● Supplied text:

The chuck on my 9X20 is a Cushman 8 inch 4 jaw. Please define too big?

 "Billy G"


----------



## wa5cab (Dec 25, 2015)

Depends upon circumstances, including the weight of the chuck.  I would probably define the largest chuck that one should use on a given size machine as the smallest one whose jaws strike the bed before they get farther out than it would be safe to run.  Anything larger is too large.  On a 12". the largest is probably a 10".  However, some 10" might be heavier than you would want to run.  That might depend upon whether the spindle bears were sleeve, babbit, ball or tapered roller.  And also on the effective diameter of the bearings.


----------



## Olddaddy (Dec 29, 2015)

Curiosity got the best of me.....so I swapped out the small chuck for the large one and it turns fine, egads what a beast !
What I can't figure out though is how to swap the jaws around.  My small chuck jaws just thread out till they release and can be turned and re-installed for inner/outer holding.  The big one stops short and won't go any farther than the edge of the chuck diameter.  I pulled the two screws out of one jaw thinking it would release, but no dice.  Can anyone enlighten me?


----------



## wa5cab (Dec 30, 2015)

● Dataset content:
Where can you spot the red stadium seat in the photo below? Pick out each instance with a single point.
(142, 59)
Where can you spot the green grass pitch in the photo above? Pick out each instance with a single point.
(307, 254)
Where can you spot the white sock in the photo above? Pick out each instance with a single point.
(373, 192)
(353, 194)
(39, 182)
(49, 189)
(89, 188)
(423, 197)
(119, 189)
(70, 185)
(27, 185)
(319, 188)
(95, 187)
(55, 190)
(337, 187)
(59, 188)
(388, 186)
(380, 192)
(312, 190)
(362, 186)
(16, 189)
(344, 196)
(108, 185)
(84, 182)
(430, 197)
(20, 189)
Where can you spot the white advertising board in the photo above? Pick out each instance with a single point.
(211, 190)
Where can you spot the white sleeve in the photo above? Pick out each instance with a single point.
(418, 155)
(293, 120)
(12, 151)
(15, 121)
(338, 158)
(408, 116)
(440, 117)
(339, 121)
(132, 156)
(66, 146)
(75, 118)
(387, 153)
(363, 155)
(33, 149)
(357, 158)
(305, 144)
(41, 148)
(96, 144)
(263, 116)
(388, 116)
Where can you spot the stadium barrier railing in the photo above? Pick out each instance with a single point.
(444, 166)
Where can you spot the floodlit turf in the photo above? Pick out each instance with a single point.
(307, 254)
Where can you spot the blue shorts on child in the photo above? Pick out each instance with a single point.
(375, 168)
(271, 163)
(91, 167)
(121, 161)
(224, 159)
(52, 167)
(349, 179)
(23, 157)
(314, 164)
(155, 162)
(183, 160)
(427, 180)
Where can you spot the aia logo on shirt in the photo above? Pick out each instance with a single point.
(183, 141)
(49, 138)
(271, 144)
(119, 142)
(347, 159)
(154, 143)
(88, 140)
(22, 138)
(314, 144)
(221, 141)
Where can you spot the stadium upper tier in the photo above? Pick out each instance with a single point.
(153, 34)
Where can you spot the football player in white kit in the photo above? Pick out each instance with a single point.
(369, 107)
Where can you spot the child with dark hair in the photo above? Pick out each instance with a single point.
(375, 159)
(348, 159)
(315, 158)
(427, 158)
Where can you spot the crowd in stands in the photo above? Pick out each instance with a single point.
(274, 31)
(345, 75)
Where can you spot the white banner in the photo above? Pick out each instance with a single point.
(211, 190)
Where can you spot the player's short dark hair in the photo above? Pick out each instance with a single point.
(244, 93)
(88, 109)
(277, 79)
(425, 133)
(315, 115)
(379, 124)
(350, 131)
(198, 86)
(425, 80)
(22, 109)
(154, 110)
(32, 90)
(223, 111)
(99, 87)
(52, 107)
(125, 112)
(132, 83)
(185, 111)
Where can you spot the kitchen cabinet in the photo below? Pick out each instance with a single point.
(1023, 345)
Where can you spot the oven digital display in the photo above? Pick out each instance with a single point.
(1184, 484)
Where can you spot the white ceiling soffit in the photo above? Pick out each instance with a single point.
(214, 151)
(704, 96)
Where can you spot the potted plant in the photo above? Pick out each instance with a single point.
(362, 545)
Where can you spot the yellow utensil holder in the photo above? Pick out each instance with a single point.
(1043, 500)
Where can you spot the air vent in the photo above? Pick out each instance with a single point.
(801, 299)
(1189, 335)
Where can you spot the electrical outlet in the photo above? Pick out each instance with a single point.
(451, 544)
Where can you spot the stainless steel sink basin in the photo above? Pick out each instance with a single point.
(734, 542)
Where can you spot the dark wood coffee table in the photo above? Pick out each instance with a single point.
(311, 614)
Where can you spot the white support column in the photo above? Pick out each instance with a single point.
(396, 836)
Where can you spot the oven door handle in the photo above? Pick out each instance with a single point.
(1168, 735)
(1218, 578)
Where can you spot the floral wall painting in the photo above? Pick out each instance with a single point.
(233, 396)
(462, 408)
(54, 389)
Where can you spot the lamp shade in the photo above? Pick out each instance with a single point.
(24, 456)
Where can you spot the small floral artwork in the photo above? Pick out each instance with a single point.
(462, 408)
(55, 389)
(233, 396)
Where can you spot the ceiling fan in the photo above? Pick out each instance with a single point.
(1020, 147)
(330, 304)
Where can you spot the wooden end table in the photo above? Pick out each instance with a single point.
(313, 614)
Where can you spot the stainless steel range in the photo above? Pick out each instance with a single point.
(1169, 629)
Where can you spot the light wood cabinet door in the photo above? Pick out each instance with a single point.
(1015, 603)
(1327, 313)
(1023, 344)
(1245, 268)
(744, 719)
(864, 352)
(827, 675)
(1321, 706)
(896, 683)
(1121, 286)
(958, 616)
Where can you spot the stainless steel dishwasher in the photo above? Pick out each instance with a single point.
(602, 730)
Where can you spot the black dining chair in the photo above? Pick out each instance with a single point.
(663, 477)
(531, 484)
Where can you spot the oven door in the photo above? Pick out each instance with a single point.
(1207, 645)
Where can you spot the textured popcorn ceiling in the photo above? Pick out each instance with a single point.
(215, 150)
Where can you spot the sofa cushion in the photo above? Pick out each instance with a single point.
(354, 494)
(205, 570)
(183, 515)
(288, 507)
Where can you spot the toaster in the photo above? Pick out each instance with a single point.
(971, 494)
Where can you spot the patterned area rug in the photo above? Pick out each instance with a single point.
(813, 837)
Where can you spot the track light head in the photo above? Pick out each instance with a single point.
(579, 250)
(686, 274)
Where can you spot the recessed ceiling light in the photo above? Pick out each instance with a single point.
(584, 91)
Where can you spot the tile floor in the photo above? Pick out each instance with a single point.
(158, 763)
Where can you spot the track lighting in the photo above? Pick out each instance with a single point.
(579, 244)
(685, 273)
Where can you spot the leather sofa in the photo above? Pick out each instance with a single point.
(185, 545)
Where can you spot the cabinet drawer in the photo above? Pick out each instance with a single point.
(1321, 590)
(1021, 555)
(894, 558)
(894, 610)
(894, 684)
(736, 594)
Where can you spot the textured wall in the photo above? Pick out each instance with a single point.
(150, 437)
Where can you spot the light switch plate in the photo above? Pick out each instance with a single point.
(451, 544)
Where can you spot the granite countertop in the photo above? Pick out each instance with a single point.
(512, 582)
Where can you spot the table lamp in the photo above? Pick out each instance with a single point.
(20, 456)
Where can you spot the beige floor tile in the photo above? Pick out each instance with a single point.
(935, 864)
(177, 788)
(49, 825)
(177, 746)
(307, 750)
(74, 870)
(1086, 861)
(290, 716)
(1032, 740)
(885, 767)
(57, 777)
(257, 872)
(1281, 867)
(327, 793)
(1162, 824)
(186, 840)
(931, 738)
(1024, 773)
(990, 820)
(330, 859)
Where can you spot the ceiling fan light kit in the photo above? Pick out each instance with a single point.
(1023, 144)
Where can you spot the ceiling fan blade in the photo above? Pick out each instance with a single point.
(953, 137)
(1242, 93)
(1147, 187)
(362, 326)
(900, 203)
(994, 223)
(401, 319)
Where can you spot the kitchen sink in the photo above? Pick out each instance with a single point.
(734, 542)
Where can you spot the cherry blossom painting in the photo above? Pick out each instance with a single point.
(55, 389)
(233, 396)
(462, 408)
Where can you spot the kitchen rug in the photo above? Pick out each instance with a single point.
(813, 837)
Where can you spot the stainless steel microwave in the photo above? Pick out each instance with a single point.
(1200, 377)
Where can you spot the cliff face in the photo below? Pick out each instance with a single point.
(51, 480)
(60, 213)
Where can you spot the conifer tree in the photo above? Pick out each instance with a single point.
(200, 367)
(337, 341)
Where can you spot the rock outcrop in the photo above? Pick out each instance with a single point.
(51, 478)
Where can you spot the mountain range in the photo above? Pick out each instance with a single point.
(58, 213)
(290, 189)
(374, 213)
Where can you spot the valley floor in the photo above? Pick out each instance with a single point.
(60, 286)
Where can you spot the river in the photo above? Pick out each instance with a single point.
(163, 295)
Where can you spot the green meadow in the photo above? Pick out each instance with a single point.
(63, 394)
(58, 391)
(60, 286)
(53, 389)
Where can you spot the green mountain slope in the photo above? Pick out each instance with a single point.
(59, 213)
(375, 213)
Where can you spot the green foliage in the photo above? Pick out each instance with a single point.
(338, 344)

● Instructions for the task: Can you update the lathe chuck thread between "## wa5cab (Dec 25, 2015)" and "what a beast !", inclusive, so that "needle roller" stands in place of "tapered roller"? Rely only on the lathe chuck thread.

● Reply:
## wa5cab (Dec 25, 2015)

Depends upon circumstances, including the weight of the chuck.  I would probably define the largest chuck that one should use on a given size machine as the smallest one whose jaws strike the bed before they get farther out than it would be safe to run.  Anything larger is too large.  On a 12". the largest is probably a 10".  However, some 10" might be heavier than you would want to run.  That might depend upon whether the spindle bears were sleeve, babbit, ball or needle roller.  And also on the effective diameter of the bearings.


----------



## Olddaddy (Dec 29, 2015)

Curiosity got the best of me.....so I swapped out the small chuck for the large one and it turns fine, egads what a beast !